------ Provided records

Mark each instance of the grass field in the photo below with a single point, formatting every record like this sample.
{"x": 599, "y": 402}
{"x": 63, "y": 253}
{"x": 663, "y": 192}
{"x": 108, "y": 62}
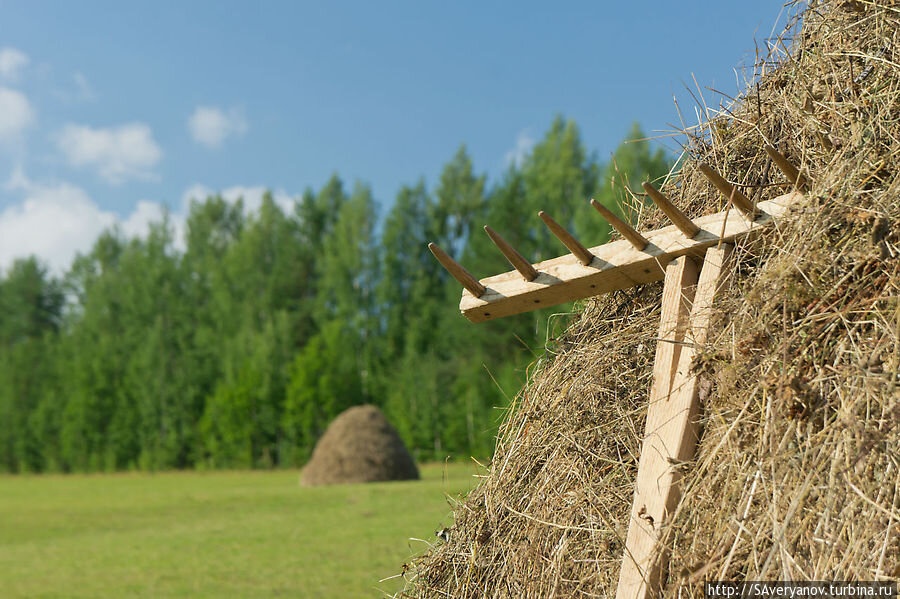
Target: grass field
{"x": 216, "y": 534}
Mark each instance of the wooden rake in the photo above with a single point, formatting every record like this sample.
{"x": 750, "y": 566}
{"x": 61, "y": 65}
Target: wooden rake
{"x": 689, "y": 288}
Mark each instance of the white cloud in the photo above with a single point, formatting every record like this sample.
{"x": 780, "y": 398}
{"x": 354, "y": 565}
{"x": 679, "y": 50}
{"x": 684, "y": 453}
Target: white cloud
{"x": 517, "y": 155}
{"x": 53, "y": 222}
{"x": 118, "y": 153}
{"x": 12, "y": 62}
{"x": 211, "y": 126}
{"x": 252, "y": 196}
{"x": 16, "y": 114}
{"x": 56, "y": 221}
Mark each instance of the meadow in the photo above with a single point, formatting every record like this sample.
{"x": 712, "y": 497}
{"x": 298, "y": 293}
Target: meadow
{"x": 215, "y": 534}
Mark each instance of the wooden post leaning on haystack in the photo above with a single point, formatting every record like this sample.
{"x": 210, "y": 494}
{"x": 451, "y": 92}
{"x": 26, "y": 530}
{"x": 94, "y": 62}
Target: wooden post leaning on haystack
{"x": 692, "y": 258}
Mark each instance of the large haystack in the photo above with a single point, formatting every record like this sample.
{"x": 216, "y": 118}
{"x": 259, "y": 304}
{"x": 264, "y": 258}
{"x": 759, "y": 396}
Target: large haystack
{"x": 360, "y": 446}
{"x": 797, "y": 474}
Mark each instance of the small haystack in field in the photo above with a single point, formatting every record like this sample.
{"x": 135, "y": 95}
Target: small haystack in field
{"x": 360, "y": 446}
{"x": 797, "y": 472}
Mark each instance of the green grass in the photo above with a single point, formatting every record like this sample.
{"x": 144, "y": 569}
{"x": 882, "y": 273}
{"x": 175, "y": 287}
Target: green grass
{"x": 215, "y": 534}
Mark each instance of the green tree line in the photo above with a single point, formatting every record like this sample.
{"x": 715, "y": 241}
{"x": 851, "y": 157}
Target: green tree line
{"x": 238, "y": 350}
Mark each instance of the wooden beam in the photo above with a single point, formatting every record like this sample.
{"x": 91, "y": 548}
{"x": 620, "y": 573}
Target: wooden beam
{"x": 670, "y": 437}
{"x": 616, "y": 265}
{"x": 728, "y": 190}
{"x": 567, "y": 239}
{"x": 624, "y": 229}
{"x": 678, "y": 218}
{"x": 456, "y": 270}
{"x": 517, "y": 260}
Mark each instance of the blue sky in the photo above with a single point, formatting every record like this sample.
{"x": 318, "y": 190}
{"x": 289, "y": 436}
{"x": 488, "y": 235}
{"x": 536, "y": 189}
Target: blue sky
{"x": 111, "y": 110}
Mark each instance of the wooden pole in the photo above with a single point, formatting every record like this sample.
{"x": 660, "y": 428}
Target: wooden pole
{"x": 684, "y": 224}
{"x": 517, "y": 260}
{"x": 456, "y": 270}
{"x": 625, "y": 230}
{"x": 567, "y": 239}
{"x": 670, "y": 436}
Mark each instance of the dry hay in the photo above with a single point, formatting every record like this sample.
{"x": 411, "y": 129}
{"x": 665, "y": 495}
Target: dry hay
{"x": 359, "y": 446}
{"x": 797, "y": 471}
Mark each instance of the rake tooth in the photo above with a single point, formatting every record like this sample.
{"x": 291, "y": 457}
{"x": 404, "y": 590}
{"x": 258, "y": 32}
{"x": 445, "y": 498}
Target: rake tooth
{"x": 789, "y": 170}
{"x": 457, "y": 271}
{"x": 728, "y": 190}
{"x": 684, "y": 224}
{"x": 515, "y": 258}
{"x": 624, "y": 229}
{"x": 579, "y": 251}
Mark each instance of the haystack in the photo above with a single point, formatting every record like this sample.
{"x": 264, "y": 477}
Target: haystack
{"x": 797, "y": 475}
{"x": 359, "y": 446}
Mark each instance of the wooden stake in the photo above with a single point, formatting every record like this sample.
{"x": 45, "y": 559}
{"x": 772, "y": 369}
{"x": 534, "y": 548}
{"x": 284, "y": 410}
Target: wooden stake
{"x": 624, "y": 229}
{"x": 515, "y": 258}
{"x": 578, "y": 250}
{"x": 678, "y": 217}
{"x": 789, "y": 170}
{"x": 728, "y": 190}
{"x": 457, "y": 271}
{"x": 616, "y": 265}
{"x": 670, "y": 437}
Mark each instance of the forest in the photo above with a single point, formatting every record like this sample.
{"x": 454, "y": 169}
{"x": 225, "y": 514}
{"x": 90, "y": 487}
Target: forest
{"x": 236, "y": 348}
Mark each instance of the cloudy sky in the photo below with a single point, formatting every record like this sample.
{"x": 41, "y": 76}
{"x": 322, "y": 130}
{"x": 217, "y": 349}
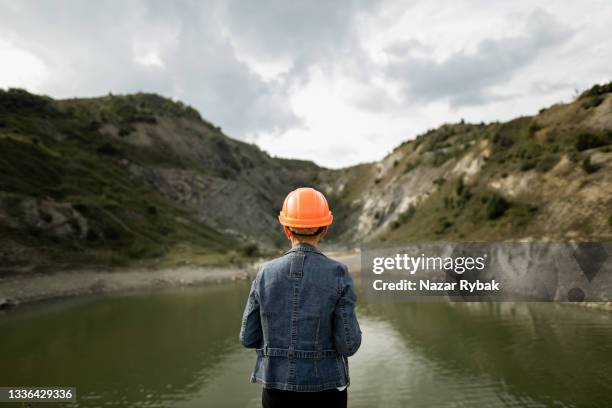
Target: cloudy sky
{"x": 337, "y": 82}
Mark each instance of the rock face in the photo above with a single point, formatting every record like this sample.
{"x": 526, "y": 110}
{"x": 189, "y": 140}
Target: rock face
{"x": 113, "y": 179}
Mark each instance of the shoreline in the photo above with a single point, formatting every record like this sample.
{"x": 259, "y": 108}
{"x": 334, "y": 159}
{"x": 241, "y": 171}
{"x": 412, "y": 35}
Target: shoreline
{"x": 16, "y": 290}
{"x": 30, "y": 288}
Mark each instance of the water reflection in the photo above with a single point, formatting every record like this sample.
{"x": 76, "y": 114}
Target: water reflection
{"x": 179, "y": 348}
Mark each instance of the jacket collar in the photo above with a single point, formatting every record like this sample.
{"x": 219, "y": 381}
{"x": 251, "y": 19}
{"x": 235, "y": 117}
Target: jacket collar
{"x": 303, "y": 247}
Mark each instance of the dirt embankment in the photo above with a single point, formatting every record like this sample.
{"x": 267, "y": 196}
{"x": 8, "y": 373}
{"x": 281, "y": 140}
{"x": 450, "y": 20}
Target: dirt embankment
{"x": 23, "y": 289}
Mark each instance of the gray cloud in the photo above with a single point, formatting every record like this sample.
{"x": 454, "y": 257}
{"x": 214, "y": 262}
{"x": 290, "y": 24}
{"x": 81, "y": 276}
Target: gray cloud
{"x": 89, "y": 49}
{"x": 467, "y": 78}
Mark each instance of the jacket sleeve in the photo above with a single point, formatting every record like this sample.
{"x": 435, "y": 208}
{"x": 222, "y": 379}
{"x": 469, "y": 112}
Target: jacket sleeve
{"x": 251, "y": 334}
{"x": 347, "y": 334}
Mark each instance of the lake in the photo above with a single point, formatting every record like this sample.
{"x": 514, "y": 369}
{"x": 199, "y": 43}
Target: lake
{"x": 179, "y": 348}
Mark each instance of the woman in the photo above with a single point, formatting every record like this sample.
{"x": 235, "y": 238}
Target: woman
{"x": 300, "y": 314}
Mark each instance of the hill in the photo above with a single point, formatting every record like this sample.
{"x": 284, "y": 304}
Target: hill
{"x": 116, "y": 179}
{"x": 546, "y": 176}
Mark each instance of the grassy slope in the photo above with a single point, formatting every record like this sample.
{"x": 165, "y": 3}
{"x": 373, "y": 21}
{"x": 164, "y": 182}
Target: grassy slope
{"x": 53, "y": 151}
{"x": 538, "y": 178}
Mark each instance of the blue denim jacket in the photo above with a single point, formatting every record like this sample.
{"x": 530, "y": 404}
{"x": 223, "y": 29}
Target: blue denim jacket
{"x": 300, "y": 316}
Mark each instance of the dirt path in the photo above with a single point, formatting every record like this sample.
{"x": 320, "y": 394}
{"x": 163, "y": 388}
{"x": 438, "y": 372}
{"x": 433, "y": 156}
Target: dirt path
{"x": 31, "y": 288}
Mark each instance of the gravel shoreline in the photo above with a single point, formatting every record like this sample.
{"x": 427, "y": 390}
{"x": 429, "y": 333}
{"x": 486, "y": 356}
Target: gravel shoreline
{"x": 17, "y": 290}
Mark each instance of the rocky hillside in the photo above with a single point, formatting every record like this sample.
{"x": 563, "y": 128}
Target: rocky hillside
{"x": 115, "y": 179}
{"x": 118, "y": 178}
{"x": 547, "y": 176}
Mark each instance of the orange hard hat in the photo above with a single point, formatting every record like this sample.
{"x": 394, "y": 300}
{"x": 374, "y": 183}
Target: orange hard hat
{"x": 305, "y": 208}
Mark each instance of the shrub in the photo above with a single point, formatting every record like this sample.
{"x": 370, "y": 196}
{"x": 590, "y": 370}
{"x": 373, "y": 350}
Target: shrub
{"x": 108, "y": 149}
{"x": 496, "y": 207}
{"x": 587, "y": 166}
{"x": 250, "y": 249}
{"x": 587, "y": 140}
{"x": 593, "y": 102}
{"x": 528, "y": 165}
{"x": 547, "y": 162}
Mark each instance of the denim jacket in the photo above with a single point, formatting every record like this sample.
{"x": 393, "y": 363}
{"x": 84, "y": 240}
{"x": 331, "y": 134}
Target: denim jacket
{"x": 300, "y": 318}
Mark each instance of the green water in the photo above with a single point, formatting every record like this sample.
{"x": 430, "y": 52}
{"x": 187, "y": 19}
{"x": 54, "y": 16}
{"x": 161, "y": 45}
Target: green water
{"x": 179, "y": 348}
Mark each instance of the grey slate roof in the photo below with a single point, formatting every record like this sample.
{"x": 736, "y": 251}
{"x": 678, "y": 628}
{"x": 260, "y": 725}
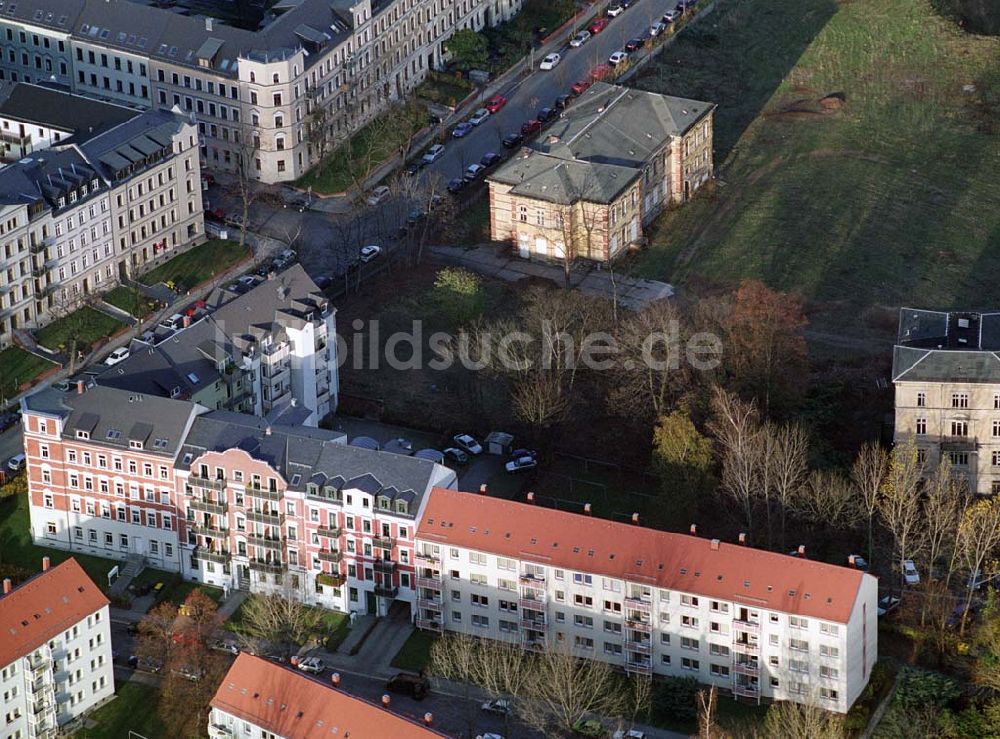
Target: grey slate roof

------------

» **Task to carry out**
Take the lines from the one that contains "Mark each instance of the denim" down to the last line of the listing above, both included, and set them down exactly, leaving out pictures.

» **Task response**
Mark each instance of the denim jacket in the photo above with a single point, formatting every record like this sample.
{"x": 393, "y": 363}
{"x": 84, "y": 240}
{"x": 331, "y": 134}
Target: denim jacket
{"x": 300, "y": 318}
Mark each instance of the green water in the photo above with a single point, formatting every record like this sample.
{"x": 430, "y": 52}
{"x": 187, "y": 19}
{"x": 54, "y": 16}
{"x": 161, "y": 45}
Target: green water
{"x": 179, "y": 348}
Mark each instance of the grey slate roof in the photo below with a single point, formatting every record like this sample.
{"x": 736, "y": 251}
{"x": 678, "y": 628}
{"x": 260, "y": 725}
Target: grey slate roof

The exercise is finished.